start
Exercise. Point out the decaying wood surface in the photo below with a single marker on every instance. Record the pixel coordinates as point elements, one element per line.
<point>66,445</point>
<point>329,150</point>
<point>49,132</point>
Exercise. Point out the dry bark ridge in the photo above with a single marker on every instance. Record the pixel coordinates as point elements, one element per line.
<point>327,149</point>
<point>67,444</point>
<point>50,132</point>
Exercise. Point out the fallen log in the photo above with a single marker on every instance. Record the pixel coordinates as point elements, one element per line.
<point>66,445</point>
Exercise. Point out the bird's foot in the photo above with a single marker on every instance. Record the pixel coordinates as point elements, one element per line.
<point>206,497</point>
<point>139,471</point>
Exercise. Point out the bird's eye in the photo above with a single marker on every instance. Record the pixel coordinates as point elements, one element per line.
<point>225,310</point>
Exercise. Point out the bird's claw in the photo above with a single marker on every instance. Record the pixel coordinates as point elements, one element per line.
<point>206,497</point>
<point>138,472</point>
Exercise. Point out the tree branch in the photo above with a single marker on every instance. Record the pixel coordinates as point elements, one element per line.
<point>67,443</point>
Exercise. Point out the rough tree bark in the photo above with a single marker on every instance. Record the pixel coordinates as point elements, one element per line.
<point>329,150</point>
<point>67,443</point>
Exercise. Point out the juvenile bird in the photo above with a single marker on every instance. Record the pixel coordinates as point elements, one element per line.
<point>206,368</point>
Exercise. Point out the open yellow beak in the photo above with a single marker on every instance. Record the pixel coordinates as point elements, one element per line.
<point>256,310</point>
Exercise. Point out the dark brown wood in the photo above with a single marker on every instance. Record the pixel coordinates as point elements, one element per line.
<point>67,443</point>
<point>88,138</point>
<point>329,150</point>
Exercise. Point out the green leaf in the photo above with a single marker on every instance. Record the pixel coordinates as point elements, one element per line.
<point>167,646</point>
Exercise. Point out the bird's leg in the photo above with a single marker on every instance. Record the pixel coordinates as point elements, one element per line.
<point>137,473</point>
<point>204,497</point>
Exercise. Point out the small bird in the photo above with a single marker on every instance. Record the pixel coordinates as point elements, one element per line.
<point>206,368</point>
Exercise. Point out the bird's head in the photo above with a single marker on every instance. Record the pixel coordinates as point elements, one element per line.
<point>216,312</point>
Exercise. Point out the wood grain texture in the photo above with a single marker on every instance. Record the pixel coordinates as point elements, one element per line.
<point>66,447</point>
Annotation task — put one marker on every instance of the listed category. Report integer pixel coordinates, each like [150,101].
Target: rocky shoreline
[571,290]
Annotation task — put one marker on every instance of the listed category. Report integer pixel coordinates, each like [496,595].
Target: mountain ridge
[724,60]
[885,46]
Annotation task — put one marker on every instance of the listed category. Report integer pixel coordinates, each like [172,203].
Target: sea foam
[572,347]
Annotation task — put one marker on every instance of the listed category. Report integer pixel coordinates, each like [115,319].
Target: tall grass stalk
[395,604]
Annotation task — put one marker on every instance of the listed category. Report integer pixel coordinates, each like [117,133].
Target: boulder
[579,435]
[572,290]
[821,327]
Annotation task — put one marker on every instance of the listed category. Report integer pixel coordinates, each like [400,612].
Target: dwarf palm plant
end
Written instruction —
Below the records, write out the lines starting at the beginning of the records and ending at the line containing "<point>50,132</point>", with both ends included, copied exactly.

Solution to the exercise —
Exercise. Point out the decaying wood surface in the photo below with a single marker on every instance. Record the pixel coordinates as point elements, one element per line.
<point>66,445</point>
<point>329,150</point>
<point>49,132</point>
Exercise. Point out the dry bark ridge in the photo above with a single marker on every instance. Record the pixel coordinates as point elements, one element per line.
<point>327,149</point>
<point>67,444</point>
<point>50,132</point>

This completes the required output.